- _TEXT SHOWN_

Saturday, September 15, 2018

Adjusting universalism back to its natural circumference and limitation


Evolutionary sciences such as sociobiology have shown us that "universalism" has limits related to real human nature. Individuals legitimately and naturally "sacrifice'" themselves, not to the nothingness of an airy unrealistic idea of the universal, but to the genetic pool which realistically relates the individual to kin and group. That is the origin and natural extent of real altruism, which quickly disappears in any universalism defined much beyond that relatedness---we have enough problems feeling or showing selfless concern for the well-being of even related gene pools. We can keep the idea of the "universal," if we must, as long as it is adjusted back to its natural circumference and limitation.

This also applies to those fantasies of universalist religions and philosophies which actually deceive and even block the natural flow of evolution toward real Godhood, which is evolved to in the material world. So religion is not lost when universalism is adjusted back to realistic levels. When universalism is naturalistically understood we can spend more time trying to figure out how we can actually all "get along" as we evolve.

That is when the political configuration of an ethnopluralism of ethnostates occurs to us, which adjusts universalism to its natural limits. In the U. S. the constitutional separation of powers, states, and regions can be adapted to an ethnopluralism of ethnostates. This will not be easy, of course, but it is a far more realistic goal than the present goal of global universalism. An ethnopluralism of ethnostates can be secured from marauding states or empires by a light protecting form of federalism.

Who is against this realistic adjustment of universalism? Not counting those who are simply ignorant of real human nature, usually it is related individuals and groups who benefit, at least in the short term, from promoting a universalism unhinged from real life and real human behavior, which weakens their competition.

- _WORK REQUEST 1_
According to the post on universalism, what can secure an ethnopluralism of ethnostates from marauding states or empires?
- _WORK REQUEST 2_
Extract the stretch of the post on universalism from "That is when" through "weakens their competition.".

[Items from a dataset]
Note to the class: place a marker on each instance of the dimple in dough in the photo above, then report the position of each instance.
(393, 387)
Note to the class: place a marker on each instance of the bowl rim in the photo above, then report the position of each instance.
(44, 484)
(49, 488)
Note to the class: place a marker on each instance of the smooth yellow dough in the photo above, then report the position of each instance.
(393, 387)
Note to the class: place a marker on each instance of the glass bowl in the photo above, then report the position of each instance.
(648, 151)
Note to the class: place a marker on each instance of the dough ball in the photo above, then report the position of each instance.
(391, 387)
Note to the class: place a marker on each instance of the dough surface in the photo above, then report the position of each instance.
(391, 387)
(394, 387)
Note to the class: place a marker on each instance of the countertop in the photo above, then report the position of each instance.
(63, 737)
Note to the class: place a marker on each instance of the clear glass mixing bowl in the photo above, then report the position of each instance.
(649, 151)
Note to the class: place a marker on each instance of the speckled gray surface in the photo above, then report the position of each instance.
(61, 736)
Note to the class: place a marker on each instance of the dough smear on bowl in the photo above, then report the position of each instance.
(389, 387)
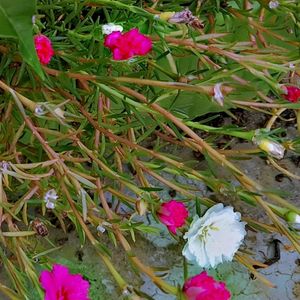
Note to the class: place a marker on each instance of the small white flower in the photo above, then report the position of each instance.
(50, 198)
(273, 4)
(111, 27)
(293, 219)
(218, 96)
(273, 148)
(215, 237)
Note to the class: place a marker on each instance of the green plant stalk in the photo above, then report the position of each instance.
(215, 155)
(145, 269)
(121, 282)
(121, 6)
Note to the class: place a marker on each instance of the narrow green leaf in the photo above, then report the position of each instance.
(16, 22)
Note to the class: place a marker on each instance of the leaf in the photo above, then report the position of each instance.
(16, 22)
(18, 233)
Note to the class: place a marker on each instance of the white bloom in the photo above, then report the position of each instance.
(50, 198)
(293, 219)
(218, 96)
(273, 4)
(111, 27)
(215, 237)
(271, 147)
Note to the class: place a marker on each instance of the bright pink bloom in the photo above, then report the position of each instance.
(59, 284)
(204, 287)
(292, 93)
(173, 214)
(43, 48)
(127, 45)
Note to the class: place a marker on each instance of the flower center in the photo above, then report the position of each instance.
(206, 231)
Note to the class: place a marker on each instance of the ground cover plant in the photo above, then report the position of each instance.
(94, 93)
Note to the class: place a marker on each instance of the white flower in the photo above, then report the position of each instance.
(273, 4)
(50, 198)
(218, 96)
(271, 147)
(215, 237)
(293, 219)
(111, 27)
(39, 110)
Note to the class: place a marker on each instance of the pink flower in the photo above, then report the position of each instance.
(204, 287)
(43, 48)
(59, 284)
(127, 45)
(292, 93)
(173, 214)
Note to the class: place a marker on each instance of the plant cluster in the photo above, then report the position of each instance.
(91, 93)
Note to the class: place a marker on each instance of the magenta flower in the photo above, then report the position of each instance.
(204, 287)
(59, 284)
(292, 93)
(43, 47)
(173, 214)
(127, 45)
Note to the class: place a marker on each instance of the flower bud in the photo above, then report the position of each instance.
(166, 15)
(273, 4)
(173, 214)
(111, 27)
(218, 95)
(271, 147)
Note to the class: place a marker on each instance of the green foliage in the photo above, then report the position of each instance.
(16, 22)
(105, 134)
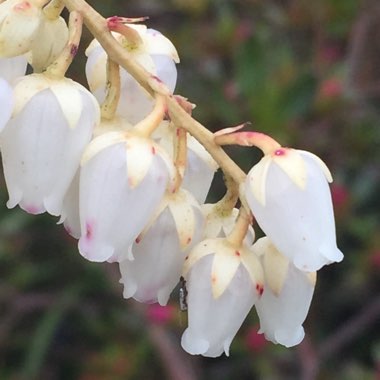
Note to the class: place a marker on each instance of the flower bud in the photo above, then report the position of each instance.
(51, 38)
(19, 24)
(289, 196)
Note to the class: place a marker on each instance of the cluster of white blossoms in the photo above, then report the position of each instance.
(129, 182)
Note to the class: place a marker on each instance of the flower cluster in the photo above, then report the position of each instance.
(117, 165)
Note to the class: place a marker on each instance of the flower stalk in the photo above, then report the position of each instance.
(98, 26)
(59, 67)
(109, 106)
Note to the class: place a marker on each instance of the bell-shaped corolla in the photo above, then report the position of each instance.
(155, 53)
(70, 208)
(19, 24)
(284, 305)
(43, 142)
(122, 181)
(160, 250)
(289, 196)
(223, 283)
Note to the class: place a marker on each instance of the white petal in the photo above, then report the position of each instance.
(6, 102)
(12, 68)
(214, 322)
(113, 214)
(41, 154)
(282, 316)
(299, 222)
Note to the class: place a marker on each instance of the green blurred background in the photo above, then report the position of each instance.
(307, 73)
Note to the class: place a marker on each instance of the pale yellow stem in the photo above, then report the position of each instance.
(240, 230)
(59, 67)
(260, 140)
(54, 9)
(225, 206)
(180, 154)
(147, 126)
(98, 27)
(109, 106)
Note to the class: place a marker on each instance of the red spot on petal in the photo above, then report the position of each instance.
(260, 289)
(22, 6)
(89, 231)
(255, 341)
(34, 210)
(74, 50)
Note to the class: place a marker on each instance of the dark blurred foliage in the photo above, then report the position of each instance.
(308, 73)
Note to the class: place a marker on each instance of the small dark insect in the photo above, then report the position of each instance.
(182, 294)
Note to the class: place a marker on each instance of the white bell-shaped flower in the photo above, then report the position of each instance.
(42, 143)
(284, 305)
(19, 24)
(160, 251)
(123, 179)
(6, 102)
(155, 53)
(223, 283)
(48, 43)
(200, 167)
(12, 68)
(289, 195)
(70, 208)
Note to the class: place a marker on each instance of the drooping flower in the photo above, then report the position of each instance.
(123, 179)
(160, 251)
(42, 143)
(19, 24)
(70, 208)
(289, 196)
(223, 283)
(284, 305)
(155, 53)
(6, 102)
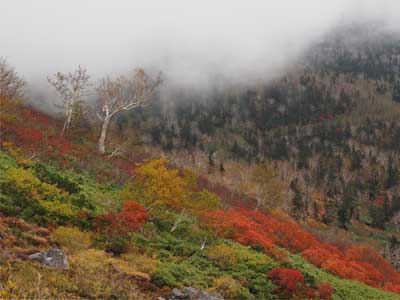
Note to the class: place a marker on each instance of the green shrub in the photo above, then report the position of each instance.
(71, 238)
(231, 289)
(46, 174)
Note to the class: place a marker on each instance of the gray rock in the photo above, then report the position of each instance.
(55, 258)
(189, 293)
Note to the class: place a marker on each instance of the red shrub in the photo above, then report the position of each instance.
(250, 227)
(287, 279)
(130, 219)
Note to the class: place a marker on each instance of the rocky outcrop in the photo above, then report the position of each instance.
(55, 258)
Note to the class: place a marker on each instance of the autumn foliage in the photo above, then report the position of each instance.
(258, 229)
(287, 279)
(130, 219)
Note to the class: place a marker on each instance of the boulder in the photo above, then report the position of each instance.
(55, 258)
(189, 293)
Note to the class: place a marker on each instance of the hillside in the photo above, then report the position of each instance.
(136, 229)
(279, 189)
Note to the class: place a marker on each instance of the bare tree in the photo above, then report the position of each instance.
(11, 84)
(72, 87)
(123, 94)
(396, 221)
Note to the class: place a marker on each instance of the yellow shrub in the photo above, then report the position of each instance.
(223, 255)
(71, 238)
(227, 287)
(141, 262)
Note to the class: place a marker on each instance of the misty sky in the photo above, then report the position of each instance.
(186, 39)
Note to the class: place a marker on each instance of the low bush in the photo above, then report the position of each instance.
(71, 238)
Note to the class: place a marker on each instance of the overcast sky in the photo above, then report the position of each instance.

- _TASK RESULT 1_
A light protecting form of federalism.

- _TASK RESULT 2_
That is when the political configuration of an ethnopluralism of ethnostates occurs to us, which adjusts universalism to its natural limits. In the U. S. the constitutional separation of powers, states, and regions can be adapted to an ethnopluralism of ethnostates. This will not be easy, of course, but it is a far more realistic goal than the present goal of global universalism. An ethnopluralism of ethnostates can be secured from marauding states or empires by a light protecting form of federalism.

Who is against this realistic adjustment of universalism? Not counting those who are simply ignorant of real human nature, usually it is related individuals and groups who benefit, at least in the short term, from promoting a universalism unhinged from real life and real human behavior, which weakens their competition.